Exercise task 1:
Retype the listing from its first line through the line containing "Trace the outline", with both ends included and every character unchanged.

Conversely, if I proceed to trial with both accused then I cannot expurgate the Pal statement to such an extent as to take out all of the offending passages as to do so would denude Mr Pal of his defence.


If I grant the severance I do not see the State is prejudiced in presenting its best case against Mr Singh or Mr Pal. The State remains free in the separate Singh trial to make application to prove and emphasise the Pal statement upon the basis of the co-conspirator rule."


[48] We only comment that, if Mr Pal’s statements needed to be answered by the respondent, there would be no question of the respondent calling him. Even if he had been compellable, calling him would deprive the respondent of the opportunity to challenge his evidence as there would be no question, as the judge appears to suggest earlier in his ruling, of being able to cross examine his own witness.


[49] The suggestion that the State might use the statements by Mr Pal in the separate trial of the respondent ignores both the fact that the State did not accept his exculpatory explanation and, more critically, that such statements made to the police after the offences were not made in furtherance of the conspiracy and could not be admissible under the co-conspirator rule.


[50] Those matters appear to have formed a central part of the judge’s reasoning about the need to sever. We consider the judge misdirected himself and the order for severance must be quashed.


  1. The finding of no case to answer

[51] This aspect of the case raises two separate issues. The first was the test the judge applied in his consideration of the evidence at the close of the prosecution case. He described the judge as having an unfettered discretion to discharge the accused and then based his decision on matters of credibility and weight of the prosecution evidence. He had used a similar form of words in the preceding case and, in fact, used his own judgment in that case as authority. The appeal in that case has been heard and the Court ruled that there was an error in the judge’s approach.


[52] Counsel for the respondent accepts that the judge’s approach in the present case was wrong for the same reasons as were stated in The State v George Shiu Raj and Shashi Shalendra Pal, Criminal Appeal AAU 81/05, 14 July 2006. We agree but, as in the earlier case, we do not consider that, taken alone, this would be sufficient to allow the appeal.

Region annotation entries
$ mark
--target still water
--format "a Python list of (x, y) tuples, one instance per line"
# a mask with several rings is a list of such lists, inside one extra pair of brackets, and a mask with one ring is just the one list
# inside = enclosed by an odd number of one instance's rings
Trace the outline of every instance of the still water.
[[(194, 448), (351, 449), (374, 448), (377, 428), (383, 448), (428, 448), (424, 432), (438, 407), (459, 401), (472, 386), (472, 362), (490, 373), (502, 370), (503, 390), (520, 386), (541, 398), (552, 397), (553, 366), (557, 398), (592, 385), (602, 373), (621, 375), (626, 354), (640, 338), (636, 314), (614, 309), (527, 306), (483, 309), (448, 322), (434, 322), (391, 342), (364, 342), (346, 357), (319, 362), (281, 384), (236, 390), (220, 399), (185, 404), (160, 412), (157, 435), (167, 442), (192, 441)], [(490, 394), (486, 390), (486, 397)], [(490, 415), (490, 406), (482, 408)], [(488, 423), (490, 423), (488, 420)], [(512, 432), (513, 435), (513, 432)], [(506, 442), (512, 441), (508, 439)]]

Exercise task 2:
Give every bracketed paragraph number that appears in the court extract.

Worked answer 1:
$ mark
--target still water
--format "a Python list of (x, y) tuples, one instance per line"
# a mask with several rings is a list of such lists, inside one extra pair of brackets, and a mask with one ring is just the one list
# inside = enclosed by an odd number of one instance's rings
Trace the outline of every instance of the still water.

Worked answer 2:
[48], [49], [50], [51], [52]